## The task
Could you write out every entry exactly as it stands?

## Excerpted records
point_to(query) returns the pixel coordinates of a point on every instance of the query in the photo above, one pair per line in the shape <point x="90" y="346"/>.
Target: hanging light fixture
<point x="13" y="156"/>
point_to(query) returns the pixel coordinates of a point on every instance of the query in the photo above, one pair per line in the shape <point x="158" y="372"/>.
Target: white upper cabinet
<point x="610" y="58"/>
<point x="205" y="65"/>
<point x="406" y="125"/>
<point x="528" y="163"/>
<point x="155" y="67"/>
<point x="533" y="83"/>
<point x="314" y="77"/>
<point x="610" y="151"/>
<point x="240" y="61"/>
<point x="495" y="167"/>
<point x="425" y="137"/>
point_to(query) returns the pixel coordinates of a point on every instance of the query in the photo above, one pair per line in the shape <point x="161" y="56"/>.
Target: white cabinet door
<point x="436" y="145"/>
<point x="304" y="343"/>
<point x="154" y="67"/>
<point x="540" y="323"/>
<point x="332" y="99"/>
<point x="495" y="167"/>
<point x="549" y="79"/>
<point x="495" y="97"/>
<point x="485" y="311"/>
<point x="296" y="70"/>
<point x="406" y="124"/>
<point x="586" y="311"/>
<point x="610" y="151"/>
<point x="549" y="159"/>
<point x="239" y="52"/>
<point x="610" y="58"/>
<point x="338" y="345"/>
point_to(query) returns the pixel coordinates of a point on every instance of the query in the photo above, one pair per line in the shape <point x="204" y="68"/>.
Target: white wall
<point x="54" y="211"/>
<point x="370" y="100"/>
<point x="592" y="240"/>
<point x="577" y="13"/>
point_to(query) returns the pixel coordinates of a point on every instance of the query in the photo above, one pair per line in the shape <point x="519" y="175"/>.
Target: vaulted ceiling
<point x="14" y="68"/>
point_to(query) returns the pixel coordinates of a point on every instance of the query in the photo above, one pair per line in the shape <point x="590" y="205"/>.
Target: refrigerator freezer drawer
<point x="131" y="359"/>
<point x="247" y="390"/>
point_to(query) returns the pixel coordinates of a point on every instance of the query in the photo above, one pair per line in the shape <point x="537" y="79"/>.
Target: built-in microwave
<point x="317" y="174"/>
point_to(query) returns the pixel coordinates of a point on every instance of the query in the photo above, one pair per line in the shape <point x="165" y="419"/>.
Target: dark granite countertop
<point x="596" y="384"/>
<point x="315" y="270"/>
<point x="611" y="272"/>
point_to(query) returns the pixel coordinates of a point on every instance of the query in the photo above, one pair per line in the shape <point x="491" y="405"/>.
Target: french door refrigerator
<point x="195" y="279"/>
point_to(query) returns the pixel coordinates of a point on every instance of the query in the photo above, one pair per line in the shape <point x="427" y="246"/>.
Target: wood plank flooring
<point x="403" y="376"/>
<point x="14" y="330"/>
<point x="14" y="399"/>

## Solution for this exercise
point_to(query) returns the pixel coordinates of a point on every instance of the query in the photo above, one pair per line in the shape <point x="90" y="346"/>.
Target: hanging light fixture
<point x="13" y="156"/>
point_to(query) returns the pixel coordinates of a point on every instance of the query in the photo above, one pair per line in the shape <point x="158" y="372"/>.
Target: white upper cabinet
<point x="610" y="58"/>
<point x="205" y="65"/>
<point x="406" y="125"/>
<point x="528" y="163"/>
<point x="155" y="67"/>
<point x="533" y="83"/>
<point x="314" y="77"/>
<point x="610" y="151"/>
<point x="240" y="61"/>
<point x="495" y="167"/>
<point x="425" y="137"/>
point_to(query) returns the pixel coordinates of a point on every instance of the query in the photo above, one pair per line in the shape <point x="161" y="56"/>.
Target: white cabinet door
<point x="436" y="145"/>
<point x="304" y="343"/>
<point x="154" y="67"/>
<point x="540" y="323"/>
<point x="332" y="99"/>
<point x="495" y="167"/>
<point x="549" y="79"/>
<point x="495" y="97"/>
<point x="485" y="311"/>
<point x="296" y="70"/>
<point x="406" y="124"/>
<point x="586" y="311"/>
<point x="610" y="151"/>
<point x="549" y="159"/>
<point x="239" y="52"/>
<point x="610" y="58"/>
<point x="338" y="345"/>
point_to(query) returns the pixel coordinates of a point on every instance of the query in the photo above, one pair per line in the shape <point x="204" y="68"/>.
Target: white wall
<point x="54" y="211"/>
<point x="370" y="100"/>
<point x="592" y="240"/>
<point x="577" y="13"/>
point_to(query) returns the pixel coordinates of a point on every instance of the query in the photo above, one pair per line in the shape <point x="519" y="175"/>.
Target: vaulted ceiling
<point x="14" y="68"/>
point_to(query) returns the pixel coordinates of a point on every instance of the query in the photo above, one pair per line in the shape <point x="590" y="205"/>.
Target: refrigerator freezer drawer
<point x="131" y="359"/>
<point x="247" y="390"/>
point_to(query) returns the pixel coordinates of a point on every instance of the query in the photo above, one pair per line in the shape <point x="537" y="79"/>.
Target: built-in microwave
<point x="317" y="174"/>
point_to(query) returns the pixel coordinates of a point on every instance of the query in the photo above, one pair per line in the shape <point x="165" y="419"/>.
Target: dark granite countertop
<point x="596" y="384"/>
<point x="315" y="270"/>
<point x="611" y="272"/>
point_to(query) returns the pixel coordinates of a point on every instance of the query in the photo above, one pair per line in the shape <point x="491" y="405"/>.
Target: french door refrigerator
<point x="195" y="279"/>
point_to(query) returns the pixel coordinates of a point on every instance of the query in the photo above, one pair per line in the shape <point x="427" y="246"/>.
Target: wood plank flooring
<point x="403" y="376"/>
<point x="14" y="330"/>
<point x="14" y="399"/>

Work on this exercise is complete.